*TASK INSTRUCTIONS*
Find every line in the data that contains the word "bowl". Return each of those lines.

*Stored data entries*
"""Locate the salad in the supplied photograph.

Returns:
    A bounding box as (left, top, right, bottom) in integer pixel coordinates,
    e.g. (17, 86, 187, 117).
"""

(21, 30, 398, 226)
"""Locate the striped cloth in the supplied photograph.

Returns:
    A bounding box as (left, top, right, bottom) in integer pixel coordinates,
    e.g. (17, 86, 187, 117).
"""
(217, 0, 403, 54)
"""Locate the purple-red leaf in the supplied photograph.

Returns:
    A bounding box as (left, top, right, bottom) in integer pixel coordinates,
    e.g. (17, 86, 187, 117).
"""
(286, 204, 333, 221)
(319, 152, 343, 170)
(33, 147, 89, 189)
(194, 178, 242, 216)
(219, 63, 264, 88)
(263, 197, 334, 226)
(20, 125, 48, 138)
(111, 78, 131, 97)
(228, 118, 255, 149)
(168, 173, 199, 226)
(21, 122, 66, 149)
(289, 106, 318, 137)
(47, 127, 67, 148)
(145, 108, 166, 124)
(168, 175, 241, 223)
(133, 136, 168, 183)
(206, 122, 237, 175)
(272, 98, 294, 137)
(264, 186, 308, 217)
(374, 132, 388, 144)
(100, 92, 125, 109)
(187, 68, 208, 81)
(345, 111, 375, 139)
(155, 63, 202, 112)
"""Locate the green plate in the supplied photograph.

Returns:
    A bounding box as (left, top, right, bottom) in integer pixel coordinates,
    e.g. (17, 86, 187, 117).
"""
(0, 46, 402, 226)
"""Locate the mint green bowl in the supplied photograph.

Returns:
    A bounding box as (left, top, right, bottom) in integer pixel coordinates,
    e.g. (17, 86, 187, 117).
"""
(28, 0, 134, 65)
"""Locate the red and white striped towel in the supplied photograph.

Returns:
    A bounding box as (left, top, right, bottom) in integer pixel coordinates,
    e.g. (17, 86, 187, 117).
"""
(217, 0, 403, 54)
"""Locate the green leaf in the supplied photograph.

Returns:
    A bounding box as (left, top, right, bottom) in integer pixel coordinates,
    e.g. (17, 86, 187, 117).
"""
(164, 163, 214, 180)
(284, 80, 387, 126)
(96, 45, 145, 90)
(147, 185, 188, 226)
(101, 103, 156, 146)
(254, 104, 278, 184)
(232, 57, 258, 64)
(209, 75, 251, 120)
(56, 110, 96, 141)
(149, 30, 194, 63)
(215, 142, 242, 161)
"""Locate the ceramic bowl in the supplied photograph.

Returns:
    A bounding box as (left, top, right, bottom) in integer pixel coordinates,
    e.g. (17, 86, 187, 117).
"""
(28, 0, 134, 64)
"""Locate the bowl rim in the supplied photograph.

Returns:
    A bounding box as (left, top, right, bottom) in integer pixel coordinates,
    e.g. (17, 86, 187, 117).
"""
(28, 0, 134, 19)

*FINAL ANSWER*
"""Locate the mint green bowl in the supplied photograph.
"""Locate the ceramic bowl in the supplied photograph.
"""Locate the bowl rim in the supplied photograph.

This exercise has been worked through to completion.